▸ **Problem to solve**: Pick out every line below that contains the word "field" and copy each one. Matches are case-sensitive.

* Start Provided information *

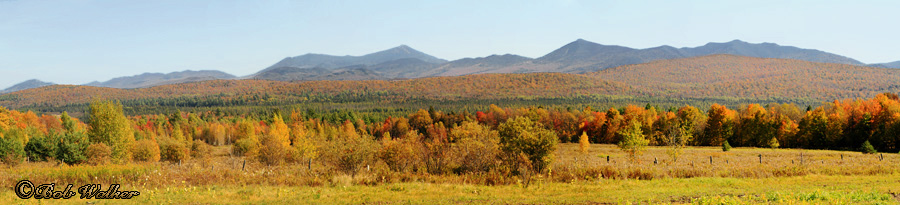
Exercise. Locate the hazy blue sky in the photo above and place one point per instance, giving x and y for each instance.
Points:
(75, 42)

* End Provided information *
* Start Provided information *

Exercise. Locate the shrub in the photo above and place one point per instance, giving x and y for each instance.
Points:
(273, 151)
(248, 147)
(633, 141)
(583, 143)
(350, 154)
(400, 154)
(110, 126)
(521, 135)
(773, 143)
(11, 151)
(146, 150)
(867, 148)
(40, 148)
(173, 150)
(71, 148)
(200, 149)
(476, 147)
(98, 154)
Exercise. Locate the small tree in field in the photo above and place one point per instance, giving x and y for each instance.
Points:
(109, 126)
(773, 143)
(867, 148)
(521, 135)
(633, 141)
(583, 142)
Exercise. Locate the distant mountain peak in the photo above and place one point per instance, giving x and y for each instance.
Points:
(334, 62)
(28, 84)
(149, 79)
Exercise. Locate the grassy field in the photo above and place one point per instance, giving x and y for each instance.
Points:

* End Provided information *

▸ **Task output**:
Exercise. Locate the small tree in field in the photo above and place one point per instance, giving x and y for each instance.
Exercise. Locate the grassy field in the photo above and place one point per instance, giving x and y for each instance.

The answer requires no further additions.